» REQUIRED TASKS:
1. Translate this sentence from the performance description below into Spanish: "These elements are translated into voice, performance, sound, and sculptural form."
2. Based on the performance description below, decide whether each statement agrees with it. Answer yes or no, and quote the deciding words. (a) The installation includes three large-scale drawings shown as rolled paper columns. (b) The vinyl record is engraved with a printed block of text. (c) The work is rooted in a sculptural practice.
3. Carry on the performance description below, picking up after its final sentence.

» SUPPLIED PASSAGE:
··········

Performers: Linh Lê, Ksenia Sofia Miller, Jan-Domenic Urbas.

The performance explores the transitions between different artistic media and the ways in which drawing, text, sound, and movement can influence and transform one another. Rooted in Heil’s drawing practice, the work begins with lines, gestures, symbols, and fragments of text that already contain the potential for movement and embodied expression. These elements are translated into voice, performance, sound, and sculptural form.

The installation consists of three large-scale drawings displayed as rolled paper columns, a vinyl record engraved with a hand-drawn line that becomes audible through playback, and a printed block of texts that forms part of the performative process. Together, these works examine drawing not only as a visual medium but as a score capable of generating sound, language, and physical action.

··········

» RECORDS SHOWN:
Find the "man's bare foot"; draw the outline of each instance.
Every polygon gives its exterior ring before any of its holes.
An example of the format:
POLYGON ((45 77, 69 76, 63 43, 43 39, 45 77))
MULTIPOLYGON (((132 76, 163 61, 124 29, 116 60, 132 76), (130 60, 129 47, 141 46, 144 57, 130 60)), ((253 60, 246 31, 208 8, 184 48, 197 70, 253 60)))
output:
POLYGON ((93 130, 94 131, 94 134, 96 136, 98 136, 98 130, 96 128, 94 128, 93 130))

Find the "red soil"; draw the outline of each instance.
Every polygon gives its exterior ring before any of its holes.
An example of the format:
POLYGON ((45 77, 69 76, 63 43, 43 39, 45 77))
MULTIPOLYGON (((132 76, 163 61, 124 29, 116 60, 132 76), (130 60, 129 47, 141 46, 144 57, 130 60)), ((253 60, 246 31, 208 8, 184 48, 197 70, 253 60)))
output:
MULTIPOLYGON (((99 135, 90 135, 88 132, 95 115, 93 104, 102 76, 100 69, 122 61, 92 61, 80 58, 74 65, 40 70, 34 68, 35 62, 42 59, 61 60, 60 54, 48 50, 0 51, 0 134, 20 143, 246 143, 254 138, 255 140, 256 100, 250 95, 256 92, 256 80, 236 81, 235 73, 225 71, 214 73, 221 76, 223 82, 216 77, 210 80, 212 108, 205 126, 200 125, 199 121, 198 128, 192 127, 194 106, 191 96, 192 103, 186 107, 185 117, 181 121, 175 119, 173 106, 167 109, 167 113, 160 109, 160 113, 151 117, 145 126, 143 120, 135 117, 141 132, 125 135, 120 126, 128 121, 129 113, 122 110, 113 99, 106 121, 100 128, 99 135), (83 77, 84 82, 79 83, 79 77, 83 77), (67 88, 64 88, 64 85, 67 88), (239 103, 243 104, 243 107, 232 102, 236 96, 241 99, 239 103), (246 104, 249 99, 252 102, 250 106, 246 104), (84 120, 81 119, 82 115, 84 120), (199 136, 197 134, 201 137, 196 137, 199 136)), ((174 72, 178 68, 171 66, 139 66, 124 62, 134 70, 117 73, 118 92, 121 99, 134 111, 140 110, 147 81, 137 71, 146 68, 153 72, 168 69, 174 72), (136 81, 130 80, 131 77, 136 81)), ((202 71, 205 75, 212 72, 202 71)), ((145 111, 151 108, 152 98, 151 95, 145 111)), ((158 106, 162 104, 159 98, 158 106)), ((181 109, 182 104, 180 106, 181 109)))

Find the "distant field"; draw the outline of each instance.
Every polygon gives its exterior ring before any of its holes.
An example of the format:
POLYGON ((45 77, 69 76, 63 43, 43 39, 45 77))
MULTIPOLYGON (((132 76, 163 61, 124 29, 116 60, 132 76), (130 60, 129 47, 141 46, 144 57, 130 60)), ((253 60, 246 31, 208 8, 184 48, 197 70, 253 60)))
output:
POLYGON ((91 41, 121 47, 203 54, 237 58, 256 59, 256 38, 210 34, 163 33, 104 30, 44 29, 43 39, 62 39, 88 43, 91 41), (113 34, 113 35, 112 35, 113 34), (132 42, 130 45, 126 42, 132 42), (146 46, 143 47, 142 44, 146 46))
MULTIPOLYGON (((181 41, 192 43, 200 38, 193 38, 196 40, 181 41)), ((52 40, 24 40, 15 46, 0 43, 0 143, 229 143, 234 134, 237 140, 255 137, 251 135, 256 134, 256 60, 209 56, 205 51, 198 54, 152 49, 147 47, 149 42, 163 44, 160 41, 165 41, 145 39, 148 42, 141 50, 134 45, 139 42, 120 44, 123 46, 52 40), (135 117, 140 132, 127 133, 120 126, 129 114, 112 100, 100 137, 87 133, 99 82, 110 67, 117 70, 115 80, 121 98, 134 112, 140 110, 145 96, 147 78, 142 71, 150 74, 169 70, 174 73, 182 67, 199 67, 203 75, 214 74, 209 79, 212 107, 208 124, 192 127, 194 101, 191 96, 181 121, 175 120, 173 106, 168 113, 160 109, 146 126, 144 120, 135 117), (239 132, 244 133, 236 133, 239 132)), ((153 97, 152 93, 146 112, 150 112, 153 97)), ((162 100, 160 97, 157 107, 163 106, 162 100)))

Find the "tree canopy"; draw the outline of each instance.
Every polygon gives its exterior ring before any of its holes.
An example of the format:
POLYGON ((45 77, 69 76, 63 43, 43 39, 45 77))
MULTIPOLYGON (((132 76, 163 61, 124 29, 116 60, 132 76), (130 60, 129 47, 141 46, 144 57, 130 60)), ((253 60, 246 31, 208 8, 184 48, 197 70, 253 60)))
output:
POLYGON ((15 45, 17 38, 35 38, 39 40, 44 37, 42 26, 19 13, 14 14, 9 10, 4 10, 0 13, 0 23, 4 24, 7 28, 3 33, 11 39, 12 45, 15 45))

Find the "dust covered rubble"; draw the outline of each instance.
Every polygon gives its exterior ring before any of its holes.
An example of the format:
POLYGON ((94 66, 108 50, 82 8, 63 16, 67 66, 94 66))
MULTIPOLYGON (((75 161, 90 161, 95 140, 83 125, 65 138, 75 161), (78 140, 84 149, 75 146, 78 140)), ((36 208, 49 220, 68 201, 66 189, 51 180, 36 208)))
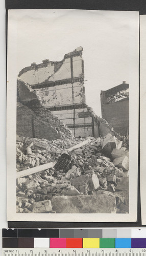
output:
POLYGON ((17 172, 55 163, 17 179, 17 212, 129 212, 128 150, 108 134, 69 151, 81 142, 17 136, 17 172))

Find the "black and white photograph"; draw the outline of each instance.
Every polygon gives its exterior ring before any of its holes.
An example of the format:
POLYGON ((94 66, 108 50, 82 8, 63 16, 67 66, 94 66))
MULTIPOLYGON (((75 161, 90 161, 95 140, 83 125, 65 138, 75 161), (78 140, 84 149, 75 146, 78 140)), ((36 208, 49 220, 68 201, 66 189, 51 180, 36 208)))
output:
POLYGON ((136 221, 138 18, 9 11, 8 221, 136 221))

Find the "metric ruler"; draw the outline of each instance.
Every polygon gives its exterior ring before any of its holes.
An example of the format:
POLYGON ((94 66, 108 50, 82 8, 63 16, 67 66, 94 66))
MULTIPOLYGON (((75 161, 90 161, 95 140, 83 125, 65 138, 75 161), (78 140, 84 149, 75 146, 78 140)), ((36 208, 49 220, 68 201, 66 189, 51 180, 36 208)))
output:
POLYGON ((5 248, 3 256, 146 256, 146 249, 5 248))

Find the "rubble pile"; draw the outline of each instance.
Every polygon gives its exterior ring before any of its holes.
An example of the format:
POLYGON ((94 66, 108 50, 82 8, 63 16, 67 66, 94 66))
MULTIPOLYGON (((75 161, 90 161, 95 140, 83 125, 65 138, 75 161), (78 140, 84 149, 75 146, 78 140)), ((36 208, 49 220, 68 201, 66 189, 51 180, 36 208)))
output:
POLYGON ((129 148, 129 136, 122 136, 114 131, 113 127, 105 119, 96 115, 92 108, 89 106, 87 105, 87 104, 86 104, 86 106, 88 111, 91 114, 92 116, 93 117, 94 120, 96 123, 103 123, 109 129, 109 132, 110 132, 113 135, 116 136, 118 140, 123 142, 124 146, 126 146, 127 148, 129 148))
POLYGON ((110 134, 85 140, 17 136, 17 212, 129 212, 126 147, 110 134))

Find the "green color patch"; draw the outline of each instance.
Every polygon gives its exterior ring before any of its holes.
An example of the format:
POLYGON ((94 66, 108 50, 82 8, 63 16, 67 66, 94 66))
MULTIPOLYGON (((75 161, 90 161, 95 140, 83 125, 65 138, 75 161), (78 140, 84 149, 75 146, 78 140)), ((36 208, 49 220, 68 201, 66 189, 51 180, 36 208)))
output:
POLYGON ((100 248, 115 248, 115 239, 100 238, 100 248))

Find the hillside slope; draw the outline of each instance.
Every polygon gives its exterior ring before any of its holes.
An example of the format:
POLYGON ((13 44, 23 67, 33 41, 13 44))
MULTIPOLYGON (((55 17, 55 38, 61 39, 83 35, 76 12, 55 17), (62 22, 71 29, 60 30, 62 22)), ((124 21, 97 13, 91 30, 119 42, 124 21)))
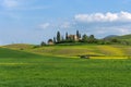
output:
POLYGON ((40 55, 19 50, 11 50, 8 48, 0 48, 0 58, 36 58, 36 57, 40 55))
MULTIPOLYGON (((13 46, 14 47, 14 46, 13 46)), ((10 49, 21 50, 21 48, 10 49)), ((9 47, 7 47, 9 48, 9 47)), ((96 55, 96 57, 130 57, 131 47, 121 46, 121 45, 74 45, 74 46, 45 46, 39 48, 25 48, 25 52, 32 52, 43 55, 52 55, 52 57, 68 57, 68 58, 78 58, 79 55, 96 55)))

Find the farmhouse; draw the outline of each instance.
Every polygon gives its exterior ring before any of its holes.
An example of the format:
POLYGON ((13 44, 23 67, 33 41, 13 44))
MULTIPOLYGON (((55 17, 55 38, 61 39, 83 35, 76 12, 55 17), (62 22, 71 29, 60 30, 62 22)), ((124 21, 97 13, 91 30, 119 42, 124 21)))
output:
POLYGON ((70 40, 74 40, 74 41, 78 41, 79 40, 79 37, 76 35, 69 35, 68 38, 70 40))

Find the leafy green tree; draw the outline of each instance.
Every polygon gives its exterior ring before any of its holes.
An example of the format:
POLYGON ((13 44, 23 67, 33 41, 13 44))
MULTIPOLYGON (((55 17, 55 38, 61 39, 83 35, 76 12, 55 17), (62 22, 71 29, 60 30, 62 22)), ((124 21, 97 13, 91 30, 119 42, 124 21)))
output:
POLYGON ((40 46, 41 46, 41 47, 43 47, 43 46, 46 46, 46 42, 41 41, 40 46))
POLYGON ((96 42, 96 38, 95 38, 94 35, 91 35, 91 36, 88 37, 88 42, 90 42, 90 44, 95 44, 95 42, 96 42))
POLYGON ((66 33, 66 40, 68 40, 69 39, 69 37, 68 37, 68 33, 66 33))
POLYGON ((79 33, 79 30, 76 30, 76 37, 81 38, 81 34, 79 33))
POLYGON ((56 44, 57 41, 56 41, 56 37, 53 37, 53 44, 56 44))
POLYGON ((83 42, 87 42, 87 39, 88 39, 87 35, 84 34, 84 35, 82 36, 82 41, 83 41, 83 42))
POLYGON ((61 35, 60 35, 60 32, 57 33, 57 42, 60 42, 61 41, 61 35))

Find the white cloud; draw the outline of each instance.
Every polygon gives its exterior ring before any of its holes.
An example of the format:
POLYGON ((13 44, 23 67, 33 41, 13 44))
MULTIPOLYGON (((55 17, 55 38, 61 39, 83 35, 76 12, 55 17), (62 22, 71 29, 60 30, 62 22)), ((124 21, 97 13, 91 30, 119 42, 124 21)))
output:
POLYGON ((76 14, 74 16, 75 21, 84 23, 93 22, 131 22, 131 13, 119 12, 119 13, 94 13, 94 14, 76 14))
POLYGON ((128 29, 128 28, 120 28, 119 32, 120 32, 121 35, 126 35, 126 34, 130 34, 131 33, 131 30, 128 29))
POLYGON ((69 22, 64 22, 61 24, 61 28, 70 28, 71 24, 69 22))
POLYGON ((49 26, 50 26, 49 23, 44 23, 44 24, 40 24, 40 25, 39 25, 39 28, 46 29, 46 28, 48 28, 49 26))
POLYGON ((19 5, 19 1, 17 0, 3 0, 2 5, 4 8, 15 8, 19 5))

··········

» EXPECTED ANSWERS:
1. Estos elementos se traducen en voz, performance, sonido y forma escultórica.

2.
(a) Yes: "three large-scale drawings displayed as rolled paper columns"
(b) No: "a vinyl record engraved with a hand-drawn line that becomes audible through playback"
(c) No: "Rooted in Heil’s drawing practice"

3.
A central component of the project is a live performance involving three performers who interact with the drawings, texts, and sound. Through voice and movement, they activate the installation while physically engaging with the paper—wrapping themselves in the drawings, folding, bending, and reshaping them into new sculptural forms. During the performance, pigments from the drawings are transferred onto the performers’ white suits, which remain in the space afterwards as sculptural traces alongside the transformed paper works. The installation is completed through this process of activation, leaving behind material evidence of the performance together with its video documentation.

The work investigates the moment at which a drawing becomes a sculpture, how a drawn gesture can manifest itself through the body and sound, and how language itself can become material. A line may become a movement, a word an object, or a voice a drawing. Rather than presenting fixed forms, the installation reveals translation itself as an artistic process in which meaning, material, and form continuously shift and overlap.